● **TEXT UNDER STUDY**:
Big news: We are expecting our first baby in February!
When Colin and I first started talking about TTC, I got some serious PCOS anxiety. No matter how well-informed you are, the emotional reality of TTC with PCOS can be a bit heavy.
I wanted to stay positive and manage my stress so I took my own advice: started focusing on taking action.
You see, the best way to move out of the painful cycles of wondering and worrying is to start taking some simple actions. The five steps below helped me transform from a worried PCOS patient to an empowered mother-to-be.
My hope is that by sharing my experiences you will feel empowered create a preconception action plan of your own!
The first steps to take when TTC with PCOS
Step one: Refocus your fitness goals.
- It’s best to learn your way around the gym before you become pregnant. Consider starting a workout program. Women who are more fit have healthier babies and shorter labor (Shorter labor?! Yes, Please!!)
- Have you been pretty relaxed with your diet lately? Now is the time to fine tune your nutrition! As fertility specialist Dr. Marc Kalan told us, “maintaining a BMI below 30, ideally, a BMI of 25, will make becoming pregnant and having a healthy pregnancy much easier.”

● **TASK BRIEF**: Quote the entire post about trying to conceive with PCOS, word for word.

[Image-grounded pointing material]
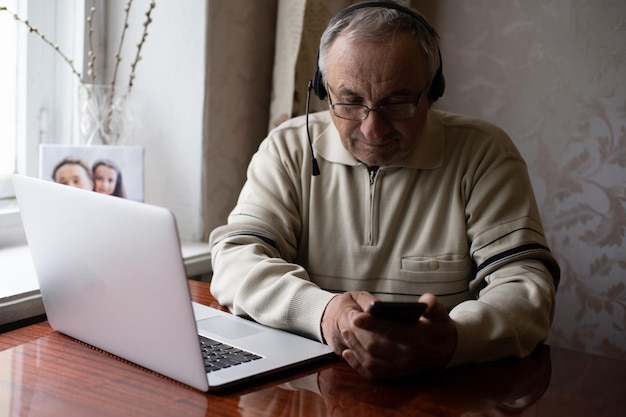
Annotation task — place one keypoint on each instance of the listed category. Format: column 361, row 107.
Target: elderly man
column 410, row 204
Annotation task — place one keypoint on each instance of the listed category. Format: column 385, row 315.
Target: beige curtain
column 260, row 56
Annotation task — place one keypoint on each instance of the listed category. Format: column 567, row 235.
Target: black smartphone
column 405, row 312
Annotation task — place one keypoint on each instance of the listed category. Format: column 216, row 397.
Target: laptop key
column 218, row 355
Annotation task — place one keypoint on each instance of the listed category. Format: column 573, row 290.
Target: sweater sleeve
column 510, row 317
column 255, row 272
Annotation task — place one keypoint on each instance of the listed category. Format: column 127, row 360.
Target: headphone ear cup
column 318, row 85
column 438, row 85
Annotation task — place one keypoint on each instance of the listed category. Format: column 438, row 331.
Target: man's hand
column 381, row 349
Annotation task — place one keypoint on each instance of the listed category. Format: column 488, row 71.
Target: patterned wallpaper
column 553, row 74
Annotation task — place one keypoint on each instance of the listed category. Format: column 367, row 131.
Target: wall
column 552, row 74
column 168, row 97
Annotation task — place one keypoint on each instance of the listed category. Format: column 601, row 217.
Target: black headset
column 437, row 86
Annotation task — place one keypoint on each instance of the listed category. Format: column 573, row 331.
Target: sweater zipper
column 372, row 172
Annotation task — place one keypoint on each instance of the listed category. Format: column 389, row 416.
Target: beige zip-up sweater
column 456, row 218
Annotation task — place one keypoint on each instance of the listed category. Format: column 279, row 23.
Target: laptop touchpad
column 226, row 327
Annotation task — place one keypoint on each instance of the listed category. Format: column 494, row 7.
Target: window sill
column 20, row 298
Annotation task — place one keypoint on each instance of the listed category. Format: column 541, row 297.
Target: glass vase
column 105, row 115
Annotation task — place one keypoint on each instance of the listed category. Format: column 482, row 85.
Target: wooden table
column 44, row 373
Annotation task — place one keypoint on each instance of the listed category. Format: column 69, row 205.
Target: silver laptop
column 111, row 275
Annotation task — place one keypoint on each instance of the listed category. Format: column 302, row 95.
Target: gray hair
column 373, row 24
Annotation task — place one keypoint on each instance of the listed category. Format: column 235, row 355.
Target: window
column 8, row 96
column 36, row 90
column 38, row 84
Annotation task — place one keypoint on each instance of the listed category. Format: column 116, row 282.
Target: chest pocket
column 440, row 269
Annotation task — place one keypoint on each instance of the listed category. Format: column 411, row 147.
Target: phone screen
column 405, row 312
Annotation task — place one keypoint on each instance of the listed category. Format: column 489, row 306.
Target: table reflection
column 500, row 388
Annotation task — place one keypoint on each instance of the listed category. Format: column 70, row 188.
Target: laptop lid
column 111, row 275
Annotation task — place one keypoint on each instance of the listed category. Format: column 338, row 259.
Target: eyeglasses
column 391, row 111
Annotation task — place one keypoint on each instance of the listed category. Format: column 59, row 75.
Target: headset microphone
column 315, row 169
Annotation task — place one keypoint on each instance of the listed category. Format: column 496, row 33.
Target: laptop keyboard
column 218, row 355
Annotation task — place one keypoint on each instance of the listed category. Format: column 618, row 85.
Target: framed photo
column 114, row 170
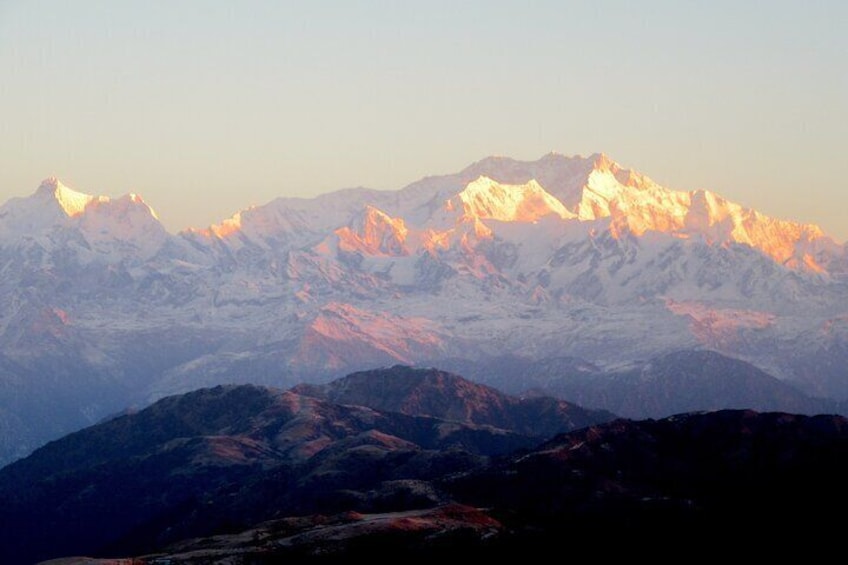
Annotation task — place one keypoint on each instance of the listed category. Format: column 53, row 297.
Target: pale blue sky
column 207, row 107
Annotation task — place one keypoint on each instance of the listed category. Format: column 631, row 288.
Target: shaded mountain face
column 447, row 396
column 559, row 257
column 262, row 476
column 682, row 381
column 220, row 458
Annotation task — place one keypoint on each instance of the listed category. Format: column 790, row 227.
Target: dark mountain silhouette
column 431, row 392
column 681, row 381
column 247, row 474
column 221, row 458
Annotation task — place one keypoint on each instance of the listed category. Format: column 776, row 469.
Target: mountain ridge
column 311, row 289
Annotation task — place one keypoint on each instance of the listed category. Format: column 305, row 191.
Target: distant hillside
column 681, row 381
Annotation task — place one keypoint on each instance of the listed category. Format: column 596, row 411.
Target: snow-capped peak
column 487, row 199
column 73, row 203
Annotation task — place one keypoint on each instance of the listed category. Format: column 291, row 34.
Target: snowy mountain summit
column 563, row 256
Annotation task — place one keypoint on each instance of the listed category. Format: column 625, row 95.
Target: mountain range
column 248, row 474
column 574, row 258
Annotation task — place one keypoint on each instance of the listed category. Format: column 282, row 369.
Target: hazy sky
column 207, row 107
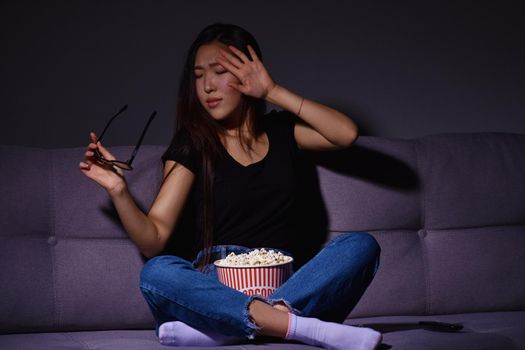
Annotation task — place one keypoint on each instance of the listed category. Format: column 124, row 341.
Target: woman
column 234, row 167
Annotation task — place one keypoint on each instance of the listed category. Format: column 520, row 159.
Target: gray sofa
column 448, row 211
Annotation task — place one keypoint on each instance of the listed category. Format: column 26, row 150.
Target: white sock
column 330, row 335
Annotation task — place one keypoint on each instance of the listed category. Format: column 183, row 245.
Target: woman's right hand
column 109, row 177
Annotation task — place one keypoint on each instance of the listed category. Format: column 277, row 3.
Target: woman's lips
column 212, row 103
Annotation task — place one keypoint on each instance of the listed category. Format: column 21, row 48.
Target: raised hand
column 109, row 177
column 254, row 79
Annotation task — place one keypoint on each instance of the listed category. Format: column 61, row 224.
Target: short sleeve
column 182, row 151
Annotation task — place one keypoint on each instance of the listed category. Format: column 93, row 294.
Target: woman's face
column 211, row 82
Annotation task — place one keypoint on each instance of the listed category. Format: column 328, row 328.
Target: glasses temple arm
column 110, row 121
column 141, row 138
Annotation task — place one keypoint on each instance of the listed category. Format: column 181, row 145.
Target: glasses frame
column 98, row 157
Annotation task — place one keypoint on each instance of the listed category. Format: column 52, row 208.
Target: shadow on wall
column 359, row 162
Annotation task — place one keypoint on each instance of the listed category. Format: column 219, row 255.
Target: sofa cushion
column 474, row 270
column 472, row 180
column 400, row 277
column 482, row 331
column 371, row 186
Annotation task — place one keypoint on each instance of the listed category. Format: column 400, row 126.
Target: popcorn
column 256, row 257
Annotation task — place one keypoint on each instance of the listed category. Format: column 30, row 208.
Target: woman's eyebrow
column 214, row 64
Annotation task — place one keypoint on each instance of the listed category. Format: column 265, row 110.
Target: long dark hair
column 204, row 131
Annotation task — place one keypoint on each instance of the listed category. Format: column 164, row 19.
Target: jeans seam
column 149, row 288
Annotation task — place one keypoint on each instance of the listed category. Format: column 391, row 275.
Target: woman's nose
column 209, row 85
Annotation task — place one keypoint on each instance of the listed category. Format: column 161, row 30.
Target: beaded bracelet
column 300, row 107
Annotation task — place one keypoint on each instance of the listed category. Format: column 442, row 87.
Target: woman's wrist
column 273, row 93
column 118, row 189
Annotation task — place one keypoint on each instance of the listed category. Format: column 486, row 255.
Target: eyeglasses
column 118, row 163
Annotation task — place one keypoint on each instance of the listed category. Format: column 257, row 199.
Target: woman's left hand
column 254, row 79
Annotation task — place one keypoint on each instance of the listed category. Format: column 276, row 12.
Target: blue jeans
column 327, row 287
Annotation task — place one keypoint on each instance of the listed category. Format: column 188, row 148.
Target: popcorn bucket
column 254, row 280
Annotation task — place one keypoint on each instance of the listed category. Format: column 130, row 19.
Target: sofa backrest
column 447, row 210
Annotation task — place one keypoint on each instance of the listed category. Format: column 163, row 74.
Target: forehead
column 207, row 53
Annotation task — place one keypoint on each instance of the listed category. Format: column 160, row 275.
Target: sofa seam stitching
column 52, row 232
column 424, row 253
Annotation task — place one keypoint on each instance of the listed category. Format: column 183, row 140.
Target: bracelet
column 300, row 107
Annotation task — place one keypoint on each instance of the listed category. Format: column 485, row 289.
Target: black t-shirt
column 254, row 204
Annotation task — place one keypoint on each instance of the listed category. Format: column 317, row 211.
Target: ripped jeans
column 327, row 287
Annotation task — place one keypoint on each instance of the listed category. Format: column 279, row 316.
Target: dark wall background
column 400, row 69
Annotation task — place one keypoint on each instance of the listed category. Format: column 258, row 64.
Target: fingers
column 253, row 54
column 97, row 145
column 239, row 54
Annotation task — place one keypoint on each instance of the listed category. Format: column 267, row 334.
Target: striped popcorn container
column 254, row 280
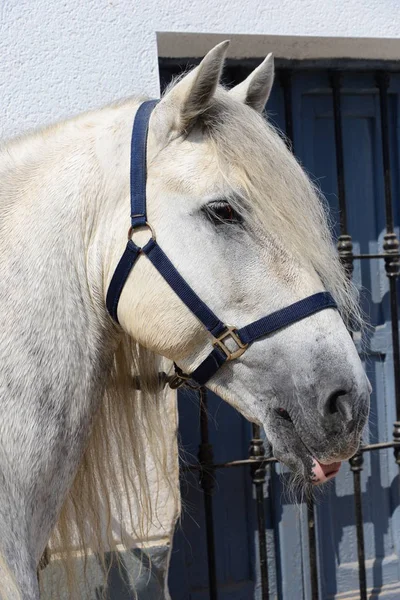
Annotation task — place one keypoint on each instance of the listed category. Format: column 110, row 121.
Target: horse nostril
column 283, row 414
column 335, row 403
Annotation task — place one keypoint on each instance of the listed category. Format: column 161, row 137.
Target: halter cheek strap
column 220, row 332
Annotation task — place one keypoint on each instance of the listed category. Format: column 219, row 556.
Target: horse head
column 243, row 225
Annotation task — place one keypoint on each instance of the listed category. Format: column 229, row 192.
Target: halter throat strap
column 219, row 331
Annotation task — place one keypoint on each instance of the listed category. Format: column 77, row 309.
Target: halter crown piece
column 220, row 332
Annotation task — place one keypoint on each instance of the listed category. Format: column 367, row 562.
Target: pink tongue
column 321, row 473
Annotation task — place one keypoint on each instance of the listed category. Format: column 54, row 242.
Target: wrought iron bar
column 258, row 473
column 390, row 247
column 285, row 78
column 271, row 459
column 205, row 457
column 345, row 243
column 345, row 249
column 312, row 549
column 356, row 465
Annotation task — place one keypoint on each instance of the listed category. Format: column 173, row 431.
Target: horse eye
column 222, row 212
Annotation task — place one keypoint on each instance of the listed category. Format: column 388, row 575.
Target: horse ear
column 255, row 90
column 192, row 94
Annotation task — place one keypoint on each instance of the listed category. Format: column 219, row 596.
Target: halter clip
column 230, row 332
column 147, row 224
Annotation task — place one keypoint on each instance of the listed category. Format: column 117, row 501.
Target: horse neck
column 52, row 199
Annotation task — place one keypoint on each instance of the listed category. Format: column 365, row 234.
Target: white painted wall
column 61, row 57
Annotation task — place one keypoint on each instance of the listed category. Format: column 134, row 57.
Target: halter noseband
column 220, row 332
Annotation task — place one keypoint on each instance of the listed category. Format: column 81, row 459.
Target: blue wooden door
column 234, row 504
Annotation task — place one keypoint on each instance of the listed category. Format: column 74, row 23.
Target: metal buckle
column 230, row 332
column 131, row 230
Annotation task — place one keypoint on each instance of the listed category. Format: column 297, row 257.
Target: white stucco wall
column 61, row 57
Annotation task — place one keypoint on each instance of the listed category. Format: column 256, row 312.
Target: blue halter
column 220, row 332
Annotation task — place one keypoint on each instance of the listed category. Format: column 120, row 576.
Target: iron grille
column 259, row 459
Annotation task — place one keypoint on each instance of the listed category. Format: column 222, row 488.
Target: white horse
column 238, row 217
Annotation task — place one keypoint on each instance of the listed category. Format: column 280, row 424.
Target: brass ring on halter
column 147, row 224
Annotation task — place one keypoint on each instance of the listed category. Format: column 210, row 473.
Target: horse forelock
column 274, row 193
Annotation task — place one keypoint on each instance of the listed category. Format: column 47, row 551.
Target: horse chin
column 307, row 470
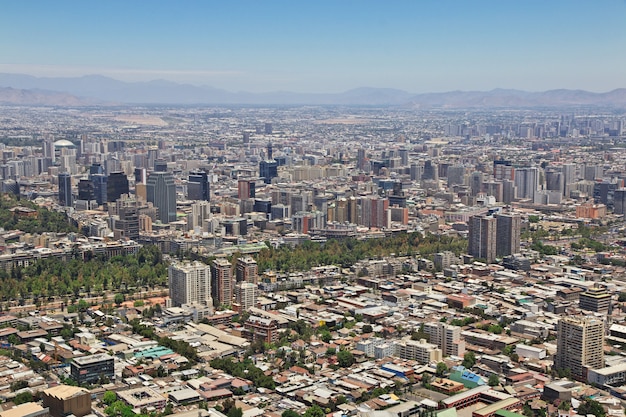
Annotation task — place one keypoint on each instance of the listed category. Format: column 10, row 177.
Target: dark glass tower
column 161, row 191
column 65, row 189
column 198, row 187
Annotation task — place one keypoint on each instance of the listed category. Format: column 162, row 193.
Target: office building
column 246, row 188
column 508, row 232
column 527, row 182
column 596, row 299
column 117, row 184
column 65, row 189
column 65, row 400
column 198, row 186
column 92, row 369
column 580, row 345
column 247, row 270
column 190, row 283
column 161, row 191
column 246, row 295
column 268, row 170
column 482, row 237
column 222, row 282
column 200, row 214
column 619, row 201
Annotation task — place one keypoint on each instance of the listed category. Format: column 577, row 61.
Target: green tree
column 345, row 359
column 469, row 360
column 592, row 407
column 314, row 411
column 442, row 368
column 109, row 397
column 118, row 299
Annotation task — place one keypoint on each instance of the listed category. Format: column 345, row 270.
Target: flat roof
column 64, row 392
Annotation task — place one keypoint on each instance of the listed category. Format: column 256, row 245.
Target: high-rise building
column 527, row 182
column 447, row 337
column 65, row 189
column 222, row 282
column 268, row 170
column 190, row 283
column 374, row 212
column 198, row 187
column 246, row 295
column 117, row 184
column 580, row 345
column 246, row 188
column 161, row 191
column 247, row 270
column 200, row 212
column 508, row 234
column 596, row 299
column 619, row 201
column 482, row 237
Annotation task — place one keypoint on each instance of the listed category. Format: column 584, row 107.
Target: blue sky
column 323, row 46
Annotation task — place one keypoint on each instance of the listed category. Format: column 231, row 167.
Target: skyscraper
column 222, row 282
column 482, row 237
column 117, row 184
column 527, row 182
column 508, row 234
column 198, row 187
column 247, row 270
column 189, row 283
column 268, row 170
column 65, row 189
column 246, row 295
column 161, row 191
column 580, row 343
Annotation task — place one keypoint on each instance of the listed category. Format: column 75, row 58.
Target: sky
column 320, row 46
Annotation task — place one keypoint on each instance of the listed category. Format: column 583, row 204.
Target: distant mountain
column 20, row 97
column 98, row 88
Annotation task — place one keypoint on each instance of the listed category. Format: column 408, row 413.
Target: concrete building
column 580, row 345
column 221, row 282
column 420, row 351
column 447, row 337
column 508, row 232
column 92, row 369
column 64, row 400
column 596, row 299
column 482, row 237
column 247, row 270
column 190, row 283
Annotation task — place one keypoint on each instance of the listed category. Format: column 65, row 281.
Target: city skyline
column 324, row 47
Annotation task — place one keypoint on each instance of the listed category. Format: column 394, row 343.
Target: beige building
column 420, row 351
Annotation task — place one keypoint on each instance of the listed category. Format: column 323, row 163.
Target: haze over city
column 322, row 46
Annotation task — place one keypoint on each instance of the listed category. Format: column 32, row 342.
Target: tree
column 441, row 369
column 469, row 360
column 118, row 299
column 314, row 411
column 109, row 397
column 345, row 359
column 592, row 407
column 235, row 412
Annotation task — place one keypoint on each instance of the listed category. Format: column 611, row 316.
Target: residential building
column 190, row 283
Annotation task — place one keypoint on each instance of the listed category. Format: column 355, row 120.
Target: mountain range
column 89, row 90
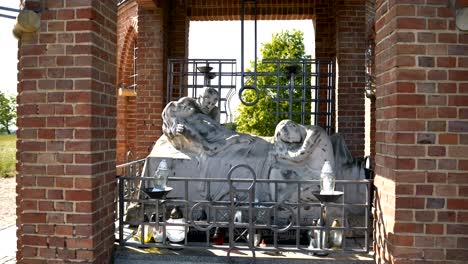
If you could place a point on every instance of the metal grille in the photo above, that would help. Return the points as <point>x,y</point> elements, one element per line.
<point>302,89</point>
<point>290,235</point>
<point>189,77</point>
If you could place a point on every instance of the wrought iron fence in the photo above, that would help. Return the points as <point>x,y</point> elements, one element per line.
<point>282,225</point>
<point>300,89</point>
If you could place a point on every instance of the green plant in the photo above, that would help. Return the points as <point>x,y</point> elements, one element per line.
<point>7,155</point>
<point>7,112</point>
<point>260,119</point>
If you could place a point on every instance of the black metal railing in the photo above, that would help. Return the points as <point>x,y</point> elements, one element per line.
<point>282,225</point>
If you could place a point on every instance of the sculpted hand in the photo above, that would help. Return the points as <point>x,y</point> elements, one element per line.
<point>179,129</point>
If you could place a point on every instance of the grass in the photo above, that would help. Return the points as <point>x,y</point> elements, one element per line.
<point>7,155</point>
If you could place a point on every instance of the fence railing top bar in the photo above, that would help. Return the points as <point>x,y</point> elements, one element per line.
<point>130,163</point>
<point>366,181</point>
<point>203,60</point>
<point>300,60</point>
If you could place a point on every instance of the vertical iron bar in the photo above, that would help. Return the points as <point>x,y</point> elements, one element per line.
<point>121,210</point>
<point>255,45</point>
<point>317,91</point>
<point>303,101</point>
<point>368,188</point>
<point>291,87</point>
<point>298,215</point>
<point>278,78</point>
<point>332,90</point>
<point>242,44</point>
<point>329,97</point>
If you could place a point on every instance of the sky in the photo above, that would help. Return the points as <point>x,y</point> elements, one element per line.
<point>8,49</point>
<point>221,39</point>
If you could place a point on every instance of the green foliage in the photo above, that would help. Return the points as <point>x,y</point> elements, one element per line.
<point>260,119</point>
<point>7,112</point>
<point>7,155</point>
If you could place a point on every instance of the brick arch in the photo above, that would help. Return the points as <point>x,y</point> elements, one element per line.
<point>126,106</point>
<point>126,53</point>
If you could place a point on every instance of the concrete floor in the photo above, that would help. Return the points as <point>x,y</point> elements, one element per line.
<point>132,255</point>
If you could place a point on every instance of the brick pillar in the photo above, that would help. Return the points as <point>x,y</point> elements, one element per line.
<point>127,34</point>
<point>178,37</point>
<point>66,134</point>
<point>351,43</point>
<point>422,134</point>
<point>325,30</point>
<point>151,65</point>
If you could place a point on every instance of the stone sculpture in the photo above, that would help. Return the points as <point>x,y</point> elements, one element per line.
<point>296,152</point>
<point>197,146</point>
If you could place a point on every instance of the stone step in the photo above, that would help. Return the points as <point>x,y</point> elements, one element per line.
<point>187,256</point>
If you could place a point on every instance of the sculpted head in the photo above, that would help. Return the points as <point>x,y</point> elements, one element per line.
<point>184,107</point>
<point>289,132</point>
<point>209,100</point>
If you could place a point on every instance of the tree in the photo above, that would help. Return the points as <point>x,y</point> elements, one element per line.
<point>7,112</point>
<point>260,119</point>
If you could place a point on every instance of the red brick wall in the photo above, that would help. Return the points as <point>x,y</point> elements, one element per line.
<point>151,65</point>
<point>127,33</point>
<point>66,134</point>
<point>422,134</point>
<point>169,39</point>
<point>351,44</point>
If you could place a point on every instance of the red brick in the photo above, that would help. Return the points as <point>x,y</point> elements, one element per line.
<point>424,216</point>
<point>75,195</point>
<point>446,216</point>
<point>424,241</point>
<point>414,203</point>
<point>402,240</point>
<point>435,229</point>
<point>411,23</point>
<point>457,204</point>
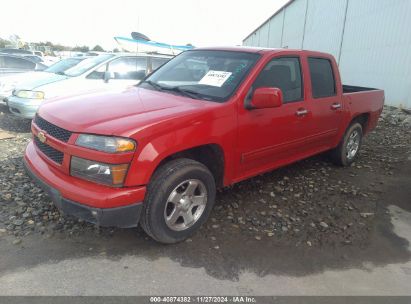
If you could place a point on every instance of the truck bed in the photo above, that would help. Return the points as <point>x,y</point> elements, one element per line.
<point>354,89</point>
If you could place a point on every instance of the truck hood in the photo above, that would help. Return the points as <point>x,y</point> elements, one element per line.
<point>33,80</point>
<point>120,113</point>
<point>9,83</point>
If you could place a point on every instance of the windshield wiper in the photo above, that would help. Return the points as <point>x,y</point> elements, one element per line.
<point>188,93</point>
<point>154,85</point>
<point>177,89</point>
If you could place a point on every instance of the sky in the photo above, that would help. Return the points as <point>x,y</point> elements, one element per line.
<point>91,22</point>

● **RESULT BELOW**:
Big news: We are expecting our first baby in February!
When Colin and I first started talking about TTC, I got some serious PCOS anxiety. No matter how well-informed you are, the emotional reality of TTC with PCOS can be a bit heavy.
I wanted to stay positive and manage my stress so I took my own advice: started focusing on taking action.
You see, the best way to move out of the painful cycles of wondering and worrying is to start taking some simple actions. The five steps below helped me transform from a worried PCOS patient to an empowered mother-to-be.
My hope is that by sharing my experiences you will feel empowered create a preconception action plan of your own!
The first steps to take when TTC with PCOS
Step one: Refocus your fitness goals.
- It’s best to learn your way around the gym before you become pregnant. Consider starting a workout program. Women who are more fit have healthier babies and shorter labor (Shorter labor?! Yes, Please!!)
- Have you been pretty relaxed with your diet lately? Now is the time to fine tune your nutrition! As fertility specialist Dr. Marc Kalan told us, “maintaining a BMI below 30, ideally, a BMI of 25, will make becoming pregnant and having a healthy pregnancy much easier.”